*Instructions for the task*: From the page excerpt about the Westchester Avenue station, list every building it names as designed by Cass Gilbert.

*Page excerpt*:
*** Begin section ***

Former railroad station in the Bronx, New York

The Westchester Avenue station is a former railroad station located in the Bronx in New York City, partially suspended over Amtrak's busy Northeast Corridor line. It was built in 1908 with rich terra cotta detailing to a design by Cass Gilbert, who would later employ similar terra cotta detailing in his 1910 design for the Woolworth Building. Train service to the station ceased in 1937, and as of 2022 the station was a ruin in poor condition.

The Westchester Avenue station is located just to the southeast of the intersection of Westchester Avenue and Sheridan Boulevard, in the Longwood section of the South Bronx. The Bronx River is a short distance to the east. The structure consists of a taller entry hall portion that stands on solid ground immediately to the west of the tracks, and a shorter waiting room section that is suspended over the tracks on metal beams. Formerly, this section had staircases that led down to low platforms at track level, but these were removed long ago. The entry hall portion has colorful glazed architectural terra cotta ornamentation, including a caduceus near the eaves, topped with the letters NYH. Though this seems to refer to the New York, New Haven and Hartford Railroad, the original builder of the station, the caduceus was also the symbol of the New York, Westchester and Boston Railway, a local commuter railroad that also served the station.

==Historic use==
The station was built in 1908 as part of the New York, New Haven and Hartford Railroad, which expanded its Harlem River Branch line into an electrified main line into New York. The railroad planned twelve new stations along the route to serve local commuters, and commissioned the architect Cass Gilbert to design them. Gilbert, who was already renowned for having designed the U.S. Custom House in Lower Manhattan, produced plans for each of these in a number of different styles, though not all were actually built. For the station at Westchester Avenue, Gilbert chose a richly ornamented exterior with glazed terra cotta details and signage with gold colored metallic lettering. Gilbert would later incorporate glazed terra cotta details into his design for the Woolworth Building, which was completed in 1913.

*** End section ***

*Provided records*:
*** Begin section ***

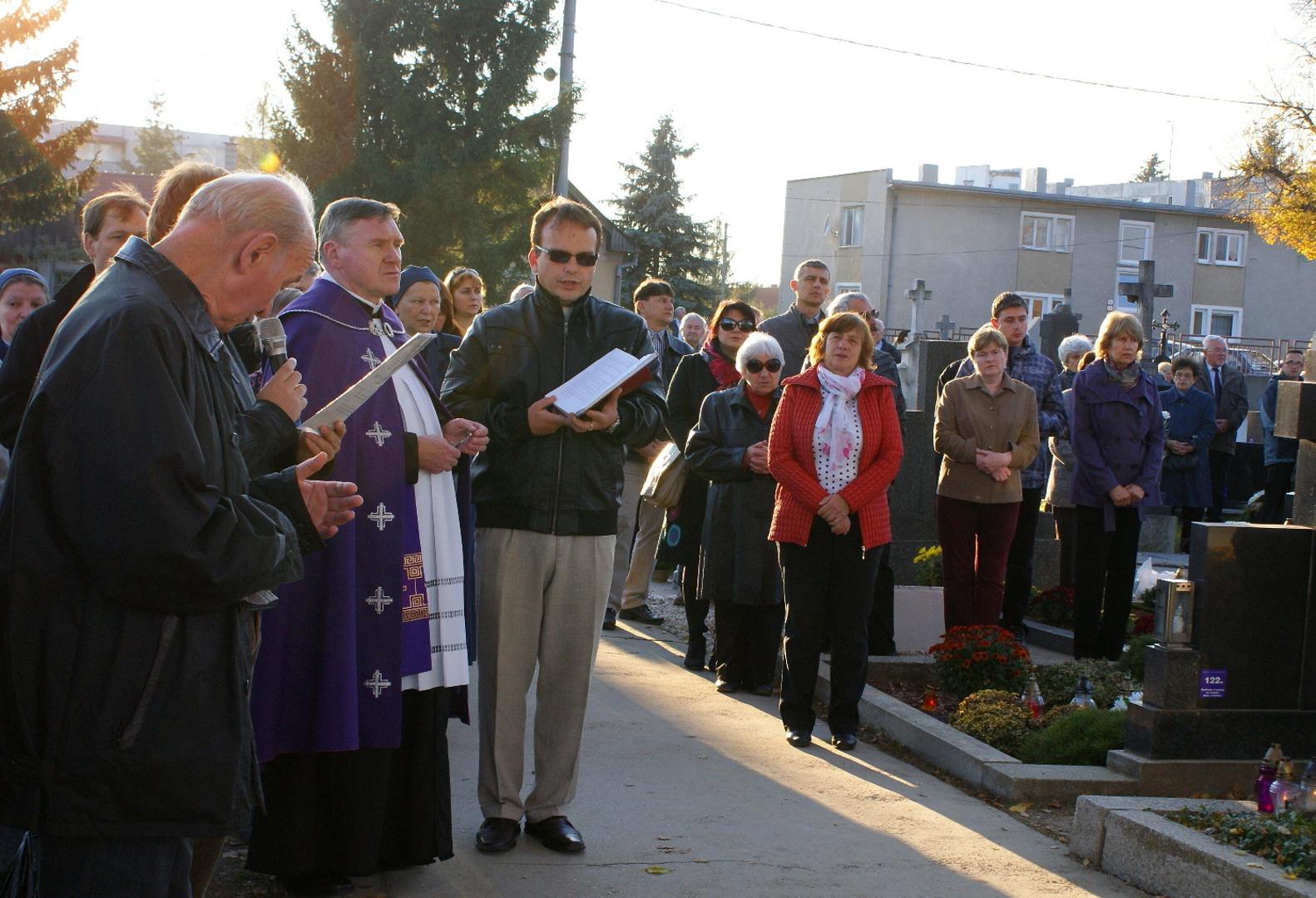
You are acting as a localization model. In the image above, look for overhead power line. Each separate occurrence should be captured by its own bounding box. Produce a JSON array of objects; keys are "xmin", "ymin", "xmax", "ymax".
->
[{"xmin": 653, "ymin": 0, "xmax": 1267, "ymax": 106}]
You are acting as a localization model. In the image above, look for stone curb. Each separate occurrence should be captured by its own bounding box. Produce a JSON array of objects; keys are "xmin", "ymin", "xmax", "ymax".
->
[
  {"xmin": 1070, "ymin": 796, "xmax": 1316, "ymax": 898},
  {"xmin": 816, "ymin": 661, "xmax": 1140, "ymax": 801}
]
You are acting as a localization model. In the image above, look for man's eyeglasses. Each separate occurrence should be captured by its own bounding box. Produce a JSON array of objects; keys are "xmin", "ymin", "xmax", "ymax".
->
[
  {"xmin": 534, "ymin": 246, "xmax": 599, "ymax": 269},
  {"xmin": 717, "ymin": 318, "xmax": 758, "ymax": 334}
]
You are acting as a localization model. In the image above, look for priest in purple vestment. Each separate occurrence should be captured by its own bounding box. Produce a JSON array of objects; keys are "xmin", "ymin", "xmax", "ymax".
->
[{"xmin": 247, "ymin": 199, "xmax": 488, "ymax": 894}]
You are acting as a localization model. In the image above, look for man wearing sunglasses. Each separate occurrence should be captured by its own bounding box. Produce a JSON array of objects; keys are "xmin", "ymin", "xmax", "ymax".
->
[
  {"xmin": 443, "ymin": 197, "xmax": 665, "ymax": 852},
  {"xmin": 758, "ymin": 259, "xmax": 832, "ymax": 380},
  {"xmin": 603, "ymin": 278, "xmax": 695, "ymax": 629}
]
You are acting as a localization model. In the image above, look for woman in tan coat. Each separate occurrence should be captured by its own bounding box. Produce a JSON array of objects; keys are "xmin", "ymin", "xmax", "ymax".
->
[{"xmin": 932, "ymin": 325, "xmax": 1040, "ymax": 629}]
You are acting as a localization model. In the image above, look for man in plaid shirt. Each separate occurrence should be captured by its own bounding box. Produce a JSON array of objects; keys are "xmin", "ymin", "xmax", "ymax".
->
[{"xmin": 956, "ymin": 292, "xmax": 1069, "ymax": 636}]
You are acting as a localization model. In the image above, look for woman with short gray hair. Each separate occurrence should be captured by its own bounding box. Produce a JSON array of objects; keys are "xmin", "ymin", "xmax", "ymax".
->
[
  {"xmin": 685, "ymin": 331, "xmax": 785, "ymax": 695},
  {"xmin": 1056, "ymin": 334, "xmax": 1092, "ymax": 391}
]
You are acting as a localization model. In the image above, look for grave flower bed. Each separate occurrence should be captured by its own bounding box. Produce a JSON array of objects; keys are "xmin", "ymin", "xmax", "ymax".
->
[
  {"xmin": 1166, "ymin": 808, "xmax": 1316, "ymax": 880},
  {"xmin": 873, "ymin": 626, "xmax": 1128, "ymax": 765}
]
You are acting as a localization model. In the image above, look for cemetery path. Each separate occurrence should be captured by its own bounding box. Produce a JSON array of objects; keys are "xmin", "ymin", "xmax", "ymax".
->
[{"xmin": 381, "ymin": 624, "xmax": 1142, "ymax": 898}]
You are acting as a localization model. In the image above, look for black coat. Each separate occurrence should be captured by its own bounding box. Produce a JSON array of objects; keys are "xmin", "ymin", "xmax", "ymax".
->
[
  {"xmin": 443, "ymin": 287, "xmax": 665, "ymax": 536},
  {"xmin": 0, "ymin": 238, "xmax": 319, "ymax": 839},
  {"xmin": 0, "ymin": 263, "xmax": 96, "ymax": 448},
  {"xmin": 685, "ymin": 385, "xmax": 782, "ymax": 604}
]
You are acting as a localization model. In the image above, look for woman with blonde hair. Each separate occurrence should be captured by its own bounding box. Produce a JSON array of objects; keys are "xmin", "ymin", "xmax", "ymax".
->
[
  {"xmin": 1070, "ymin": 312, "xmax": 1165, "ymax": 661},
  {"xmin": 768, "ymin": 312, "xmax": 904, "ymax": 751},
  {"xmin": 932, "ymin": 325, "xmax": 1040, "ymax": 629}
]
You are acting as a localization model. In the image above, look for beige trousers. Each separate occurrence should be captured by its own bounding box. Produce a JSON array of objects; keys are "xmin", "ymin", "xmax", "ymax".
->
[{"xmin": 475, "ymin": 527, "xmax": 616, "ymax": 823}]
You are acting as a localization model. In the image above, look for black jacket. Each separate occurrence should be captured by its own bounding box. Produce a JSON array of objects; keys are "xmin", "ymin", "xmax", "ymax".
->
[
  {"xmin": 0, "ymin": 263, "xmax": 96, "ymax": 448},
  {"xmin": 443, "ymin": 287, "xmax": 665, "ymax": 536},
  {"xmin": 0, "ymin": 238, "xmax": 319, "ymax": 839}
]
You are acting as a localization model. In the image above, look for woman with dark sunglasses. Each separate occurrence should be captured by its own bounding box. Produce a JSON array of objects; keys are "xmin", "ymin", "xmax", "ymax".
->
[
  {"xmin": 660, "ymin": 300, "xmax": 758, "ymax": 670},
  {"xmin": 443, "ymin": 267, "xmax": 484, "ymax": 337},
  {"xmin": 685, "ymin": 334, "xmax": 784, "ymax": 695},
  {"xmin": 767, "ymin": 312, "xmax": 904, "ymax": 751}
]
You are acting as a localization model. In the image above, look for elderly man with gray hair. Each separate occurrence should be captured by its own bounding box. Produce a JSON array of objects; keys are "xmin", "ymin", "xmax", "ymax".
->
[
  {"xmin": 0, "ymin": 174, "xmax": 360, "ymax": 898},
  {"xmin": 1196, "ymin": 334, "xmax": 1248, "ymax": 522}
]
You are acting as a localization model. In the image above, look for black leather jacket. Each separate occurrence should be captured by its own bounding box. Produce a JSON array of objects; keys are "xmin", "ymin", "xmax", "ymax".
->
[{"xmin": 443, "ymin": 287, "xmax": 667, "ymax": 536}]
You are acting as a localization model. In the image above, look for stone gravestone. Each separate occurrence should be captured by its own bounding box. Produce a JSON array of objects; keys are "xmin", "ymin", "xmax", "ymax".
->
[{"xmin": 1126, "ymin": 351, "xmax": 1316, "ymax": 758}]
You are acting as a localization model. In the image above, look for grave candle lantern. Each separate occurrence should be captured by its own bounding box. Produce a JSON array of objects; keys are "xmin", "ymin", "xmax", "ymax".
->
[{"xmin": 1151, "ymin": 577, "xmax": 1192, "ymax": 649}]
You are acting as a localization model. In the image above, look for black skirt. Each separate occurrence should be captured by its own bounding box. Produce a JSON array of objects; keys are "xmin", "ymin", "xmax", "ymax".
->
[{"xmin": 247, "ymin": 689, "xmax": 453, "ymax": 876}]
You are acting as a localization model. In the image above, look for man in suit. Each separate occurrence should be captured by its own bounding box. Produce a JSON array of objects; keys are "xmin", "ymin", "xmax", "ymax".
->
[
  {"xmin": 1198, "ymin": 334, "xmax": 1248, "ymax": 521},
  {"xmin": 758, "ymin": 259, "xmax": 832, "ymax": 380},
  {"xmin": 603, "ymin": 278, "xmax": 695, "ymax": 629}
]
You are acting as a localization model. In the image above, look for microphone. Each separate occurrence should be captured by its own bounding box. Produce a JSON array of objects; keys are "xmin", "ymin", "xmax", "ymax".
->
[{"xmin": 255, "ymin": 316, "xmax": 288, "ymax": 372}]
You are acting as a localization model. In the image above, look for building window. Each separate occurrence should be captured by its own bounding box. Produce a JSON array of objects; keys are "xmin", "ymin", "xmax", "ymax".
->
[
  {"xmin": 1120, "ymin": 221, "xmax": 1151, "ymax": 265},
  {"xmin": 1198, "ymin": 228, "xmax": 1248, "ymax": 265},
  {"xmin": 1018, "ymin": 212, "xmax": 1074, "ymax": 253},
  {"xmin": 841, "ymin": 206, "xmax": 863, "ymax": 246},
  {"xmin": 1018, "ymin": 290, "xmax": 1065, "ymax": 328},
  {"xmin": 1192, "ymin": 305, "xmax": 1242, "ymax": 337}
]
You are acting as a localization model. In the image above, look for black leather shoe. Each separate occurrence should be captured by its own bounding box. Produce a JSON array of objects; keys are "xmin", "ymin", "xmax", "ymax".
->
[
  {"xmin": 785, "ymin": 730, "xmax": 814, "ymax": 748},
  {"xmin": 621, "ymin": 602, "xmax": 663, "ymax": 624},
  {"xmin": 475, "ymin": 817, "xmax": 531, "ymax": 852},
  {"xmin": 275, "ymin": 873, "xmax": 353, "ymax": 898},
  {"xmin": 525, "ymin": 817, "xmax": 584, "ymax": 852}
]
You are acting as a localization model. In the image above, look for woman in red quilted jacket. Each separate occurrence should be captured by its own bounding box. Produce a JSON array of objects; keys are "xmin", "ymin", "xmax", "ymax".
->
[{"xmin": 767, "ymin": 312, "xmax": 904, "ymax": 751}]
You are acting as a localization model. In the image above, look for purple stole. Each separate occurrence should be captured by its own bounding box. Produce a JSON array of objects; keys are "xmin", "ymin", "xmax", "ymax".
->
[{"xmin": 251, "ymin": 278, "xmax": 442, "ymax": 762}]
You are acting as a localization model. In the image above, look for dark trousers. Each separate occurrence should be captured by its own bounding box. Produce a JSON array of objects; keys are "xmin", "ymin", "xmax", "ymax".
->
[
  {"xmin": 1051, "ymin": 505, "xmax": 1078, "ymax": 589},
  {"xmin": 1261, "ymin": 461, "xmax": 1295, "ymax": 523},
  {"xmin": 713, "ymin": 601, "xmax": 784, "ymax": 689},
  {"xmin": 1207, "ymin": 450, "xmax": 1233, "ymax": 521},
  {"xmin": 1074, "ymin": 505, "xmax": 1142, "ymax": 661},
  {"xmin": 1179, "ymin": 507, "xmax": 1205, "ymax": 554},
  {"xmin": 937, "ymin": 496, "xmax": 1037, "ymax": 629},
  {"xmin": 0, "ymin": 827, "xmax": 192, "ymax": 898},
  {"xmin": 1000, "ymin": 486, "xmax": 1042, "ymax": 627},
  {"xmin": 868, "ymin": 543, "xmax": 896, "ymax": 654},
  {"xmin": 778, "ymin": 516, "xmax": 880, "ymax": 735}
]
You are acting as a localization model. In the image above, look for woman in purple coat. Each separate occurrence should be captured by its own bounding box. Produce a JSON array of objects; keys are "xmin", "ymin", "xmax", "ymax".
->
[{"xmin": 1070, "ymin": 312, "xmax": 1165, "ymax": 661}]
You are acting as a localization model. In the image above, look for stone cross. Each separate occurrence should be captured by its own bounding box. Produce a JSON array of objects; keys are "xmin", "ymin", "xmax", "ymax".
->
[
  {"xmin": 905, "ymin": 278, "xmax": 932, "ymax": 334},
  {"xmin": 933, "ymin": 314, "xmax": 958, "ymax": 339},
  {"xmin": 1120, "ymin": 259, "xmax": 1174, "ymax": 358},
  {"xmin": 366, "ymin": 502, "xmax": 393, "ymax": 530},
  {"xmin": 360, "ymin": 668, "xmax": 393, "ymax": 698},
  {"xmin": 366, "ymin": 586, "xmax": 393, "ymax": 614},
  {"xmin": 1151, "ymin": 309, "xmax": 1179, "ymax": 364}
]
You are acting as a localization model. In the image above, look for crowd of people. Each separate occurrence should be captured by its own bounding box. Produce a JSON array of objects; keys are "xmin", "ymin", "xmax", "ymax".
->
[{"xmin": 0, "ymin": 161, "xmax": 1302, "ymax": 898}]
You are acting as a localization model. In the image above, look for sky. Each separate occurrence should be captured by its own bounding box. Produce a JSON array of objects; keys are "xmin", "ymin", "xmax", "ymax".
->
[{"xmin": 36, "ymin": 0, "xmax": 1302, "ymax": 284}]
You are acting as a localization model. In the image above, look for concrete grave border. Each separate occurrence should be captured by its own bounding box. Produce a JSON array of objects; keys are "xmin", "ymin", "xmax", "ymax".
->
[{"xmin": 1070, "ymin": 796, "xmax": 1316, "ymax": 898}]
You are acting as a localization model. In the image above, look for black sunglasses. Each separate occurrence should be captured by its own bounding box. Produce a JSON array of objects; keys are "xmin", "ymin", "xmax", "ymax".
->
[
  {"xmin": 534, "ymin": 246, "xmax": 599, "ymax": 269},
  {"xmin": 717, "ymin": 318, "xmax": 758, "ymax": 334}
]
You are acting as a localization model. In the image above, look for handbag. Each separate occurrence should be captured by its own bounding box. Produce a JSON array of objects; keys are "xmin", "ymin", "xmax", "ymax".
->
[{"xmin": 640, "ymin": 443, "xmax": 690, "ymax": 509}]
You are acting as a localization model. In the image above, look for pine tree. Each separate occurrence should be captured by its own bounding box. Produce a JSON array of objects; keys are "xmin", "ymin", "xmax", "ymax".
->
[
  {"xmin": 1133, "ymin": 152, "xmax": 1165, "ymax": 184},
  {"xmin": 0, "ymin": 0, "xmax": 96, "ymax": 233},
  {"xmin": 137, "ymin": 93, "xmax": 183, "ymax": 175},
  {"xmin": 272, "ymin": 0, "xmax": 570, "ymax": 297},
  {"xmin": 613, "ymin": 116, "xmax": 719, "ymax": 310}
]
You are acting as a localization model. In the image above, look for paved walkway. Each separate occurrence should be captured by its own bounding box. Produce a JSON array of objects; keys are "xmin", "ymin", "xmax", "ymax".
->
[{"xmin": 384, "ymin": 624, "xmax": 1142, "ymax": 898}]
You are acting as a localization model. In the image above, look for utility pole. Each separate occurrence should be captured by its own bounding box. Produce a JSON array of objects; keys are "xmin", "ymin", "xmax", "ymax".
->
[{"xmin": 552, "ymin": 0, "xmax": 575, "ymax": 196}]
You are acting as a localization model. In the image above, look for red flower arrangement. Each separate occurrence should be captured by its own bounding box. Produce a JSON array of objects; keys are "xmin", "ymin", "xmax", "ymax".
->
[{"xmin": 928, "ymin": 624, "xmax": 1033, "ymax": 695}]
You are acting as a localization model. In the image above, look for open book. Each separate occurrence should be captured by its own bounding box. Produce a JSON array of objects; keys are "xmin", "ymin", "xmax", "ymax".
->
[{"xmin": 549, "ymin": 350, "xmax": 654, "ymax": 414}]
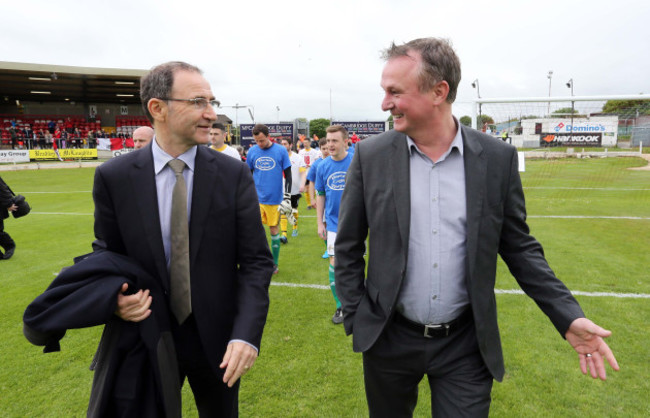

*** End section ***

*Exercise answer*:
- The Westchester Avenue station
- The Woolworth Building
- The U.S. Custom House in Lower Manhattan